## Parts of the exercise
a) Do these statements agree with the joedb thread below? For each, answer yes or no and quote the words of the thread that decide it. (i) joedb keeps its database on disk rather than in memory. (ii) joedb files require no parsing. (iii) One poster recommends studying Datomic and the EAVT data model.
b) In the joedb thread below, what led the author of joedb to find the post?
c) Transcribe the part of the joedb thread below that begins with the words "Very cool project!" and stops after "will be headed.".
-- start of Quoted passage --
Very cool project! Being able to replay history is huge and makes it possible to look back in time without having to make full copies of the database. This is something that is very much lacking in many SQL systems where you need 'temporal tables' to achieve the same effect, but those are really limited as they have to be setup specifically and often duplicate data unnecessarily. If you are interested in this topic, I suggest you study Datomic and the EAVT data model. This is likely where database architecture in the future will be headed.
> The database is stored in memory. So it must be small enough to fit in RAM, and the full journal has to be replayed from scratch when opening a file.
For larger datasets, you really want disk support. Using something like SQLite or DuckDB as an append-only store is another way to achieve this effect.
Also lack of a proper query language will be a problem for long term serious use. A simple hand-rolled program API can only get you so far, until you need more advanced querying.
> Unlike XML or JSON, joedb is a binary file format that does not require any parsing. So, joedb files are much smaller, and processing data is much faster.
It doesn't do transactions or history versioning, but it is also very fast in memory. Something like jq or JSONPath on a disk-file version of this format could be interesting.
If you have reliable file locking you can implement a journal-only with multiple users without needing a server. You have to take care of write errors and deal with partial writes, which can be tricky with a binary format. A long time ago, I implemented one based on XML. Some non-Windows file-severs (citrix?) did not have reliable file locking, causing corrupted files.
Author of joedb here. I noticed a surge in traffic to my web site, and found this post. I would be glad to chat about joedb.
-- end of Quoted passage --
-- start of Information given --
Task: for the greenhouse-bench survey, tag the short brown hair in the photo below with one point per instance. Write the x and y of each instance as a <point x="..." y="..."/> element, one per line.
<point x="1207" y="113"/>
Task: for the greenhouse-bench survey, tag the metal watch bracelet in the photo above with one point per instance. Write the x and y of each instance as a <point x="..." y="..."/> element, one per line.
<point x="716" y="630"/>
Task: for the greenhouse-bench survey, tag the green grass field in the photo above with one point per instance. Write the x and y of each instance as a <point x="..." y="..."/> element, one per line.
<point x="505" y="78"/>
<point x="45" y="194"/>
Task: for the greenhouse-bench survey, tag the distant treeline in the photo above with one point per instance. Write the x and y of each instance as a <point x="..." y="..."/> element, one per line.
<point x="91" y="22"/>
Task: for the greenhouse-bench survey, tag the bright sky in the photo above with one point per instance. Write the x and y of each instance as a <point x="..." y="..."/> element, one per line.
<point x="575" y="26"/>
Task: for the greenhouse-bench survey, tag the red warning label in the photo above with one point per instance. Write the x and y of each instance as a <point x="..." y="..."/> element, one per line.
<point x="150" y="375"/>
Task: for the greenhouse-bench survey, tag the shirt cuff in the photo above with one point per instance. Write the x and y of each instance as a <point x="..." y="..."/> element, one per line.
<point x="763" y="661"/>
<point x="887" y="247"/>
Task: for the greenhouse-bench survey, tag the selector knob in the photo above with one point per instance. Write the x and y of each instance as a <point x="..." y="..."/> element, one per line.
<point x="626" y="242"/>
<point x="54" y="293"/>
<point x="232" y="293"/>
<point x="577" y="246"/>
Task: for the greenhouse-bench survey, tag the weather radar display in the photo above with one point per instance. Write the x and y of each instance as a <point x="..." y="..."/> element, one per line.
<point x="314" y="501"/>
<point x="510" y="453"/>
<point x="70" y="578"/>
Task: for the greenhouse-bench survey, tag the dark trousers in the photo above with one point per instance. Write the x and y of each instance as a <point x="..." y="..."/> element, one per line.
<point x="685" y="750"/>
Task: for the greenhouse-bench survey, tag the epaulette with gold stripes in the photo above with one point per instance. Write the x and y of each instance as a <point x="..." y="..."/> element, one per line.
-- end of Information given --
## Solutions
a)
(i) No: "The database is stored in memory."
(ii) Yes: "joedb is a binary file format that does not require any parsing."
(iii) Yes: "I suggest you study Datomic and the EAVT data model."

b) A surge in traffic to the author's web site.

c)
Very cool project! Being able to replay history is huge and makes it possible to look back in time without having to make full copies of the database. This is something that is very much lacking in many SQL systems where you need 'temporal tables' to achieve the same effect, but those are really limited as they have to be setup specifically and often duplicate data unnecessarily. If you are interested in this topic, I suggest you study Datomic and the EAVT data model. This is likely where database architecture in the future will be headed.